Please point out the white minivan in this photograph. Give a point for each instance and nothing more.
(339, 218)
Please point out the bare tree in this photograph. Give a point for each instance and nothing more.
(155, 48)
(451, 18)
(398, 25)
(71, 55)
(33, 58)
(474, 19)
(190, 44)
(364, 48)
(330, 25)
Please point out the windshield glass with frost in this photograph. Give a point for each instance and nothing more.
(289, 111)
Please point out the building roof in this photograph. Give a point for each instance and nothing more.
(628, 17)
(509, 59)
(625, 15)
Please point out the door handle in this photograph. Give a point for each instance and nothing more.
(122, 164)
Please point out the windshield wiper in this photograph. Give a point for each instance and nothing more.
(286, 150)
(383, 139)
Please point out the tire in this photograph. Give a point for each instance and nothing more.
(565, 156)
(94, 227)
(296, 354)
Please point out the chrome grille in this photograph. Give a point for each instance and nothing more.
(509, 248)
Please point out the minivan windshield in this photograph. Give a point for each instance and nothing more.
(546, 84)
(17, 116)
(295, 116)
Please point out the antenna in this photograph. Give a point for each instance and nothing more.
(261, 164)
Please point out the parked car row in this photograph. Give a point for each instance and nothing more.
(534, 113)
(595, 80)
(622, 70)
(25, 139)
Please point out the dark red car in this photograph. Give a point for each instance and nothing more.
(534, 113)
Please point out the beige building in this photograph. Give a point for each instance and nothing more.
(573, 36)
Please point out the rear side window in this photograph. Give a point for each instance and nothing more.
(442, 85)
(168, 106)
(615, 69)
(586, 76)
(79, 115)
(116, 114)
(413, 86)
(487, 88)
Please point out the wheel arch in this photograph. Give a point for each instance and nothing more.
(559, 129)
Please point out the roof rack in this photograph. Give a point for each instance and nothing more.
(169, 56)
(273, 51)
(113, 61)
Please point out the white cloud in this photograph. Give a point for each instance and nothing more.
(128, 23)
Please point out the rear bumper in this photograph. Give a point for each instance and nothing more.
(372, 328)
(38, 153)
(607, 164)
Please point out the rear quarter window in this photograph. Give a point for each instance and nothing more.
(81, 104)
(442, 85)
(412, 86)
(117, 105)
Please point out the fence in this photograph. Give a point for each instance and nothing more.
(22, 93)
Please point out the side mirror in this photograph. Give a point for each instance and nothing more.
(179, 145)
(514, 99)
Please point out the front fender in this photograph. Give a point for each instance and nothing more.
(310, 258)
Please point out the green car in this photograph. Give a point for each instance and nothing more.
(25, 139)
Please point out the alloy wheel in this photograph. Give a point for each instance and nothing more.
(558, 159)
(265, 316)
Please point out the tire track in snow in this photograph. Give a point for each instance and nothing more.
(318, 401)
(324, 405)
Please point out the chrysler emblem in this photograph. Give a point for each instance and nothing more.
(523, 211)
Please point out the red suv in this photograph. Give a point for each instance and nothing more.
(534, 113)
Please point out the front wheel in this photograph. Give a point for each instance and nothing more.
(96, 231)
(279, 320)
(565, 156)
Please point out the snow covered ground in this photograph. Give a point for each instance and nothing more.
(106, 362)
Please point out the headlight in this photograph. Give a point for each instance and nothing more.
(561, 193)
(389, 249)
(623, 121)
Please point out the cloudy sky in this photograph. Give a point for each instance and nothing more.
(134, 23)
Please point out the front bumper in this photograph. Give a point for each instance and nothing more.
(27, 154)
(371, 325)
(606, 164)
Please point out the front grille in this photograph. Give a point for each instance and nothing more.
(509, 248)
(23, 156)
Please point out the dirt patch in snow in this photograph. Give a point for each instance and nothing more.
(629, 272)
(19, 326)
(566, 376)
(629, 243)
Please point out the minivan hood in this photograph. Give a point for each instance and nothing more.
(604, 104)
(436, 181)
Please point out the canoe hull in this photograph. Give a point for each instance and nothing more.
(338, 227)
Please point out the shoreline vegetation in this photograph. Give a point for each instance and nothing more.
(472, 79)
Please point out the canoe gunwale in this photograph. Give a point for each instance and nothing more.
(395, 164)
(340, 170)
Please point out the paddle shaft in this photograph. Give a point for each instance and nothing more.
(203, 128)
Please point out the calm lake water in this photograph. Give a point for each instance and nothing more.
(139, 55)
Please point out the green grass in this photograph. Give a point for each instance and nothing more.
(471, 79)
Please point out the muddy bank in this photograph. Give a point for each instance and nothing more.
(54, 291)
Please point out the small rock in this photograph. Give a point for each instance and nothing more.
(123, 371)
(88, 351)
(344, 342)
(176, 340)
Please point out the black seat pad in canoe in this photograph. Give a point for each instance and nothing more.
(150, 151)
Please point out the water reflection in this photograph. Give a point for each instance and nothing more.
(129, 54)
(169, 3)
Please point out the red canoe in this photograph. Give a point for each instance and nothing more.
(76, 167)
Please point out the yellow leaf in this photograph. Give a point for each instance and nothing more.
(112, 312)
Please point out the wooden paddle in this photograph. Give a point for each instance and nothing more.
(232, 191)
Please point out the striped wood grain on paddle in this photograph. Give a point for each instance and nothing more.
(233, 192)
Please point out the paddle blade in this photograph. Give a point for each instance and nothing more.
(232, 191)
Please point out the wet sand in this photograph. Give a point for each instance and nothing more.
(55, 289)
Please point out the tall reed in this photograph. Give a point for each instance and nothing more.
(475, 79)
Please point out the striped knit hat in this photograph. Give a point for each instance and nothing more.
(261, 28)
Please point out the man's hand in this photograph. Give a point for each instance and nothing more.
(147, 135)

********************

● Action item
Return everything in the records. Keep each line exactly as written.

● Written response
Please point out the white minivan in this photograph. Give a point for each instance and nothing more.
(339, 218)
Please point out the bare tree in this photograph. Give a point for each instance and nothing more.
(155, 48)
(451, 18)
(398, 25)
(71, 55)
(33, 58)
(474, 19)
(190, 44)
(364, 48)
(330, 25)
Please point out the windshield glass with frost in this photograph. Give a point for each instance and nothing more.
(289, 111)
Please point out the building roof in this photograph. Give a point for each instance and nothing more.
(628, 17)
(509, 59)
(625, 15)
Please point out the door handle in this photograph. Give a point for each instance and nothing more.
(122, 164)
Please point out the windshield wiper in this photograph. Give a point for each instance and nothing more.
(286, 150)
(383, 139)
Please point out the tire in this photograph. Give a point for each instance and nothing more.
(565, 156)
(94, 227)
(296, 354)
Please point out the chrome grille in this photograph. Give a point for each instance and nothing more.
(509, 248)
Please point out the minivan windshield in this photograph. Give a point for each instance and nothing more.
(546, 84)
(17, 116)
(295, 116)
Please point out the antenna in this photograph. Give a point for each instance and nothing more.
(261, 164)
Please point out the parked car row in this photograph. Give a point for each instance and nothing more.
(534, 113)
(595, 80)
(622, 70)
(25, 139)
Please point out the dark red car in this photograph. Give a point for each instance and nothing more.
(534, 113)
Please point out the beige building in this photograph. Give a point for each instance and nothing more.
(573, 36)
Please point out the rear side window in this photograph. Give a point for each instance and nothing more.
(442, 85)
(168, 106)
(615, 69)
(586, 76)
(79, 115)
(116, 114)
(413, 86)
(487, 88)
Please point out the wheel arch in this photograph. Give a point for each instance and nothing more.
(559, 129)
Please point out the roof rack in this photograph. Give a point for each instance and nothing more.
(169, 56)
(273, 51)
(113, 61)
Please point out the white cloud in this photograph. Give a point for each instance and nothing more.
(128, 23)
Please point out the rear bumper in this photograph. Give a point for each instance and nothing more.
(372, 328)
(38, 153)
(607, 164)
Please point out the rear quarter window in this photograph. Give a point for each instance and nothing more.
(81, 104)
(442, 85)
(412, 86)
(117, 105)
Please point out the fence in this photograph. Give a point for each instance and nothing more.
(22, 93)
Please point out the side mirror in this photograph. Give a point for each instance and nothing more.
(179, 145)
(514, 99)
Please point out the front fender in this photograph. Give a point for each instance and nothing more.
(310, 258)
Please point out the green car in this photograph. Give a point for each instance and nothing more.
(25, 139)
Please point out the alloy wheel in this photograph. Give a point for each instance and nothing more.
(558, 159)
(265, 316)
Please point out the tire track in snow in this photograph. Give a point for each instance and nothing more.
(318, 401)
(324, 405)
Please point out the chrysler emblem in this photograph. Give a point for each instance and nothing more.
(523, 211)
Please point out the red suv in this photograph. Give a point for each instance and nothing more.
(534, 113)
Please point out the front wheel in this photograph. Give a point for each instance and nothing more.
(96, 231)
(279, 320)
(565, 156)
Please point out the snow covered ground in this photograph. Give a point for each instance and nothing more.
(106, 362)
Please point out the headlight in this photograph. Give a point for each instance and nothing more.
(561, 193)
(389, 249)
(623, 121)
Please point out the cloudy sky in this photograph. Give a point for each instance and nothing more.
(134, 23)
Please point out the front bumper in this photograph. Give a point for each instance and nothing more.
(27, 154)
(371, 325)
(606, 164)
Please point out the front grille in this photograph. Give a point for each instance and nothing more.
(509, 248)
(23, 156)
Please point out the dirt patch in snow in this photograph. Give a point for each instance and nothing more.
(629, 272)
(19, 326)
(566, 376)
(629, 243)
Please point out the minivan hood in this photograph. Give a point for each instance and nothing more.
(604, 104)
(436, 181)
Please point out the canoe hull in this photograph. Give a point for each instance and nothing more.
(338, 227)
Please point out the shoreline vegetation in this photograph. Give a point for each instance and nothing more.
(472, 79)
Please point out the canoe gunwale in this photograph. Give a point for each instance and nothing more.
(395, 164)
(340, 170)
Please point out the paddle shaft in this photograph. Give a point for each instance and nothing more.
(203, 128)
Please point out the calm lake water in this photograph. Give a point for each instance and nothing more.
(139, 55)
Please point out the green grass in this photograph. Give a point for each instance and nothing more.
(471, 79)
Please point out the muddy bank in this photograph. Give a point for each instance and nothing more.
(54, 291)
Please point out the small rock in this photograph. Give a point for each instance and nothing more.
(123, 371)
(88, 351)
(344, 342)
(176, 340)
Please point out the black seat pad in canoe in this photograph. Give a point for each instance and nothing more.
(150, 151)
Please point out the water reflection in this photograph. Give a point for each instance and nothing more.
(129, 54)
(169, 3)
Please point out the red canoe in this photograph. Give a point for each instance and nothing more.
(76, 167)
Please point out the yellow leaf in this photograph. Give a point for each instance and nothing more.
(112, 312)
Please point out the wooden paddle in this photograph. Give a point for each instance and nothing more.
(232, 191)
Please point out the striped wood grain on paddle in this photograph. Give a point for each instance and nothing more.
(233, 192)
Please point out the paddle blade in this photograph. Give a point for each instance and nothing more.
(232, 191)
Please point out the wet sand in this photograph. Give a point for each instance and nothing more.
(55, 289)
Please point out the tall reed in this photograph. Give a point for each instance and nothing more.
(475, 79)
Please point out the striped knit hat in this photograph. Give a point for each instance and nothing more.
(261, 28)
Please point out the man's hand in this photograph. Give a point for each instance and nothing more.
(147, 135)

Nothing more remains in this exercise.